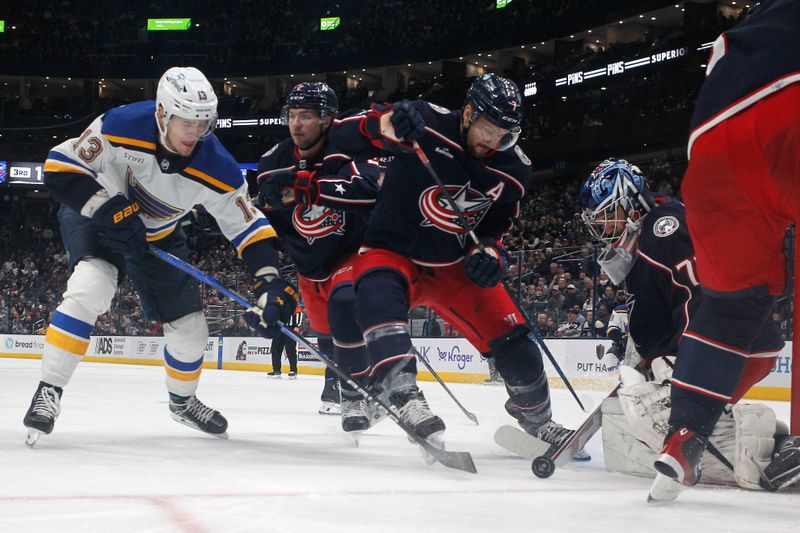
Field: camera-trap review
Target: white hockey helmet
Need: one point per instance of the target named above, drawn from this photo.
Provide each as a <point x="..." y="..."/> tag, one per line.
<point x="185" y="92"/>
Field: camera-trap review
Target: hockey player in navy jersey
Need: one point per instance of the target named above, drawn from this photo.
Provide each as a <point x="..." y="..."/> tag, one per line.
<point x="648" y="248"/>
<point x="740" y="191"/>
<point x="415" y="252"/>
<point x="124" y="184"/>
<point x="318" y="199"/>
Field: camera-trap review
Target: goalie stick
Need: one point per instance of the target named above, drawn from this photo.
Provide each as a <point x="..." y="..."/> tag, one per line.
<point x="457" y="460"/>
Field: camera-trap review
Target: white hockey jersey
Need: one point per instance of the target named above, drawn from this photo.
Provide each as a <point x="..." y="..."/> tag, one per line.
<point x="119" y="151"/>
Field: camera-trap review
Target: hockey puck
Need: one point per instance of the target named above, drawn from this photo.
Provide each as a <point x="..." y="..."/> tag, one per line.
<point x="543" y="467"/>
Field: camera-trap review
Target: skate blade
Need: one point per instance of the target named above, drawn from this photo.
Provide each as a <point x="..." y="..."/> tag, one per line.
<point x="189" y="423"/>
<point x="33" y="437"/>
<point x="329" y="408"/>
<point x="664" y="489"/>
<point x="582" y="455"/>
<point x="434" y="439"/>
<point x="356" y="435"/>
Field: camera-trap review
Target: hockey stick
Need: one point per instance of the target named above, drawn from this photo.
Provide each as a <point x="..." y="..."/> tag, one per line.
<point x="466" y="225"/>
<point x="469" y="415"/>
<point x="457" y="460"/>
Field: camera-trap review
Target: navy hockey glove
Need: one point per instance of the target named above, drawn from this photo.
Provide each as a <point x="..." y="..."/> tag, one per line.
<point x="286" y="187"/>
<point x="276" y="300"/>
<point x="407" y="122"/>
<point x="486" y="268"/>
<point x="124" y="230"/>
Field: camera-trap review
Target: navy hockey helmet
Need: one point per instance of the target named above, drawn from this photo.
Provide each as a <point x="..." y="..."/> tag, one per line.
<point x="499" y="101"/>
<point x="311" y="95"/>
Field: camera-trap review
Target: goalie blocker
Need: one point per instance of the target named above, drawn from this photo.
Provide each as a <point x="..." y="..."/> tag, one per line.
<point x="747" y="435"/>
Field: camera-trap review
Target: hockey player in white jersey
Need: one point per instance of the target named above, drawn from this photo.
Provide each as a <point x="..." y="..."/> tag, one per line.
<point x="125" y="184"/>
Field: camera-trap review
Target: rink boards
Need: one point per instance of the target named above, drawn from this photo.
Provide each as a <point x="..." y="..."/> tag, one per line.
<point x="454" y="359"/>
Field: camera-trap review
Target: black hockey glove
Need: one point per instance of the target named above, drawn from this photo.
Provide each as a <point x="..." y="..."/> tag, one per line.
<point x="287" y="187"/>
<point x="407" y="122"/>
<point x="486" y="268"/>
<point x="124" y="230"/>
<point x="276" y="300"/>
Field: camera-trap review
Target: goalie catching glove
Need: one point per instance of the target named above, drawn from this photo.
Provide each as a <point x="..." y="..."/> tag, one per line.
<point x="485" y="268"/>
<point x="276" y="300"/>
<point x="286" y="187"/>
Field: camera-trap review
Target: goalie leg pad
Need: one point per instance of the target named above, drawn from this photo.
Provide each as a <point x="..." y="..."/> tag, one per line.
<point x="186" y="340"/>
<point x="755" y="440"/>
<point x="646" y="406"/>
<point x="90" y="289"/>
<point x="623" y="451"/>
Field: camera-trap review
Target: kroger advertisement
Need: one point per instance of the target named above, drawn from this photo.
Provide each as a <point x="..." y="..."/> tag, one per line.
<point x="583" y="360"/>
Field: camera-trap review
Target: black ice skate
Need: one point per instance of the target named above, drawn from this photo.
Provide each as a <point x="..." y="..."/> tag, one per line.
<point x="354" y="413"/>
<point x="548" y="431"/>
<point x="330" y="398"/>
<point x="190" y="411"/>
<point x="414" y="410"/>
<point x="41" y="416"/>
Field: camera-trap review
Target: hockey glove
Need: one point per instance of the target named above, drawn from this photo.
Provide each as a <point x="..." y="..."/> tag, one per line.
<point x="407" y="122"/>
<point x="486" y="268"/>
<point x="124" y="230"/>
<point x="276" y="300"/>
<point x="287" y="187"/>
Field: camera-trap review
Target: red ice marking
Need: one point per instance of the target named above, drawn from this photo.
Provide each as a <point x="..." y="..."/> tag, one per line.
<point x="177" y="516"/>
<point x="544" y="487"/>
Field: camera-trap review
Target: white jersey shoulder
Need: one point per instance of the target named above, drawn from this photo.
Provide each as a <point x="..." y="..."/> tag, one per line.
<point x="119" y="150"/>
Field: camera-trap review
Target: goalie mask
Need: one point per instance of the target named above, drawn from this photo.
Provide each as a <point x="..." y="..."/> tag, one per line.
<point x="186" y="93"/>
<point x="615" y="199"/>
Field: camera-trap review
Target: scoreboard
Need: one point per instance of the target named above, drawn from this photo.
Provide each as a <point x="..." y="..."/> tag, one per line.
<point x="21" y="173"/>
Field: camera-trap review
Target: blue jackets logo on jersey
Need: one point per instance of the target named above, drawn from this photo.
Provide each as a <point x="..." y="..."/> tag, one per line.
<point x="316" y="221"/>
<point x="665" y="226"/>
<point x="439" y="213"/>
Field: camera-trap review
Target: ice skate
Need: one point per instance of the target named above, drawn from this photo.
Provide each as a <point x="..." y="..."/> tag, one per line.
<point x="679" y="461"/>
<point x="330" y="398"/>
<point x="354" y="414"/>
<point x="190" y="411"/>
<point x="414" y="411"/>
<point x="549" y="431"/>
<point x="43" y="411"/>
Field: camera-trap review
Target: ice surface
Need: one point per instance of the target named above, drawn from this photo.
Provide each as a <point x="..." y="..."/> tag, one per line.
<point x="117" y="462"/>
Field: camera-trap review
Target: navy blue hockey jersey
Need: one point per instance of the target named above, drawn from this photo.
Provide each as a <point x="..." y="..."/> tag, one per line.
<point x="663" y="281"/>
<point x="412" y="217"/>
<point x="756" y="58"/>
<point x="318" y="236"/>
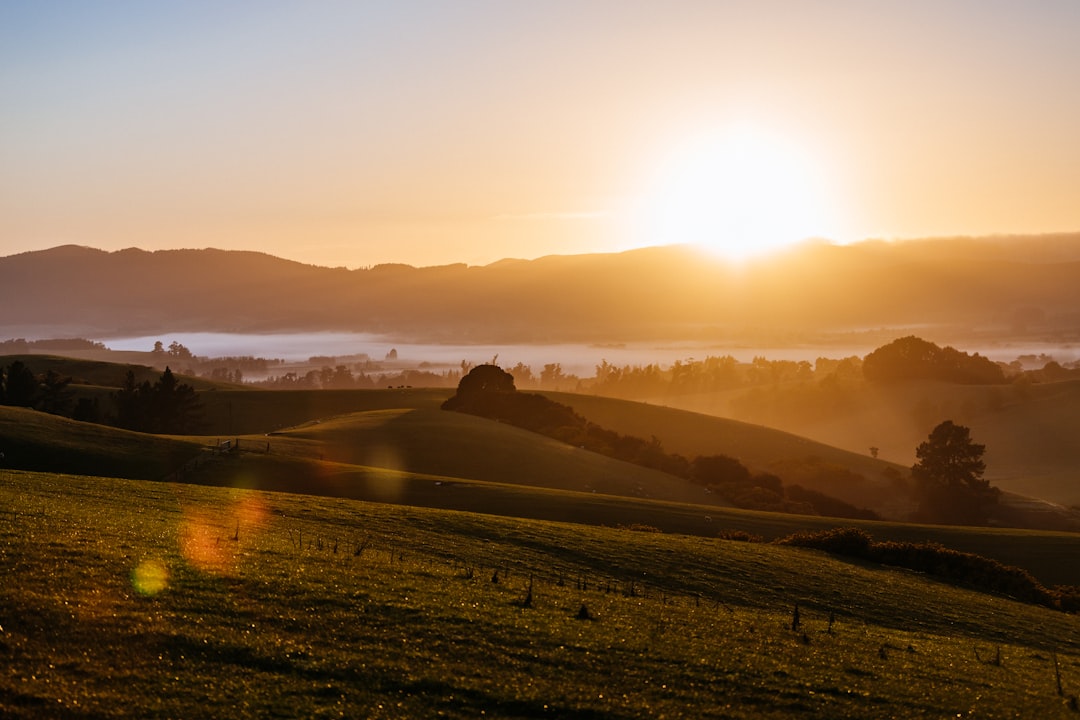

# AIM OF THE EXERCISE:
Pull out every line of the entries above that contains the string "helmet", treating uppercase and lowercase as different. List each matching line in full.

# RESPONSE TO THE TASK:
Target: white hockey helmet
Target: navy hockey helmet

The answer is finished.